→ **Assigned task 1**
According to the Lock In review, what is the name of the virus that leaves some of its survivors locked in?
→ **Assigned task 2**
List every piece of bibliographic information in the citation line of the Lock In review.

→ **Excerpt provided**
Tuesday, August 19, 2014

Microreview [book]: Lock In, by John Scalzi

An Entertaining Sci-fi Mystery Slightly Marred by Too Many 'What If' Departures from Today's Society

Scalzi, John. Lock In. Tor Books: 2014.


Buy it here starting Aug. 26th, 2014.

Seems like everything I read these days has some connection to locked-in syndrome. But in John Scalzi's futuristic mystery Lock In, there's a twist: technology has unlocked said individuals, in bizarre and interesting ways. Imagine a world where a pretty serious virus, Haden's, has killed many millions but left a few percent in what is essentially a permanent coma—but with fully functional minds. An even smaller minority, once ravaged by the disease, develop the ability to 'integrate' (that is, host) those locked in due to Haden's, essentially loaning their bodies to those trapped into permanent immobility. Additionally, technology has apparently advanced far enough to offer Haden's patients the chance to interface remotely with robotic bodies.

While you're still wrapping your mind around all these fundamental changes from the world we know, add in a murder mystery that a prominent Haden's FBI agent (or his robotic simulacrum, in any case) must solve before the entire fragile community of Haden's and Integrators is imperiled. Whew!

→ **Material provided**
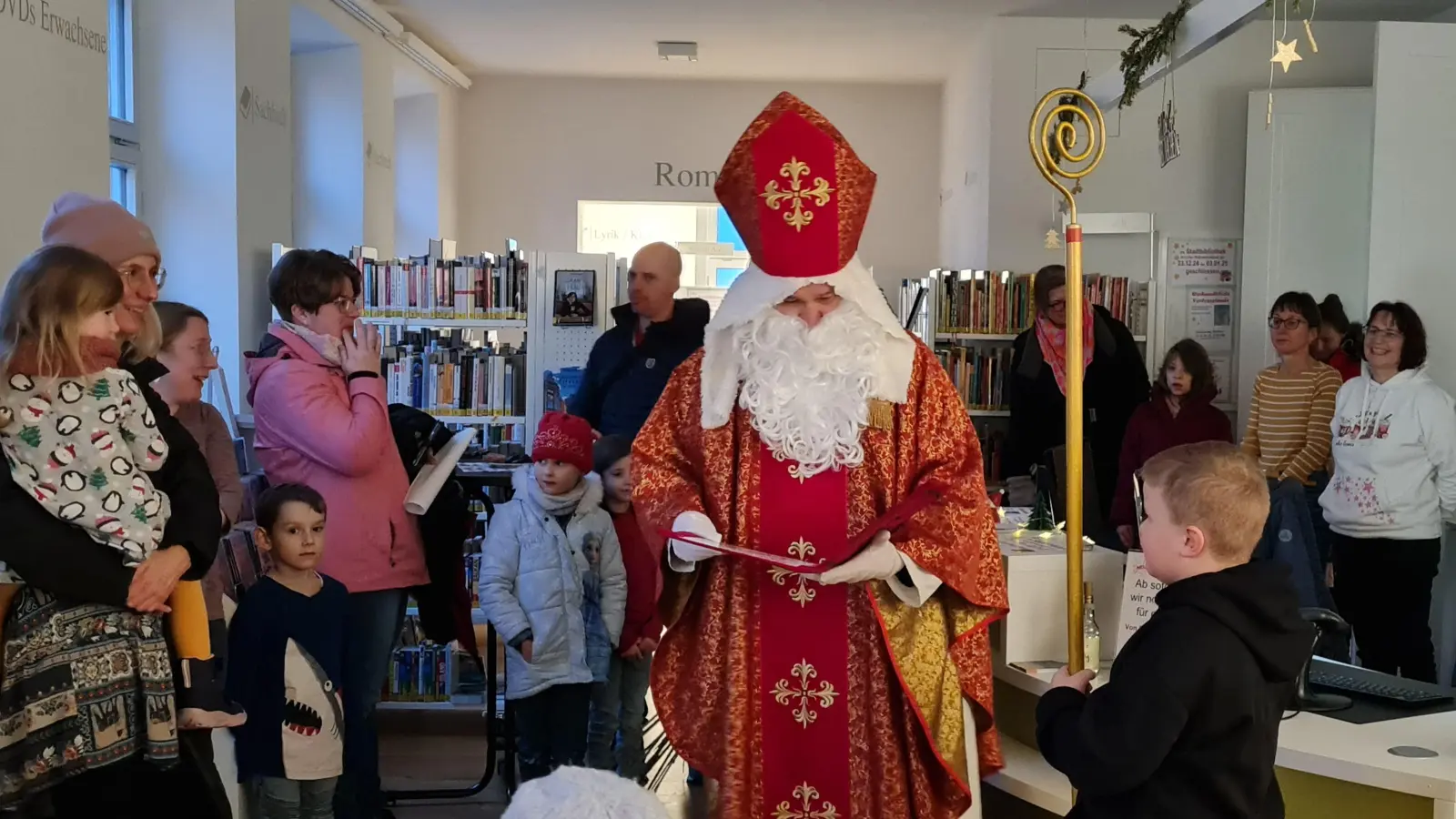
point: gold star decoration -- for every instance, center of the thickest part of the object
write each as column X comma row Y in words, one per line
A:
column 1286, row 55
...
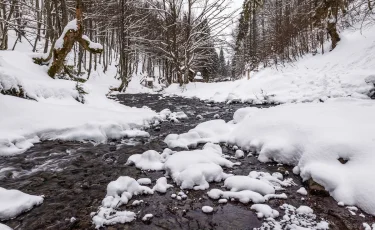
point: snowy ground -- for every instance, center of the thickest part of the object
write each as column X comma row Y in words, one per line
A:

→ **Expected answer 1**
Haden's

→ **Expected answer 2**
- Author: John Scalzi
- Title: Lock In
- Publisher: Tor Books
- Year: 2014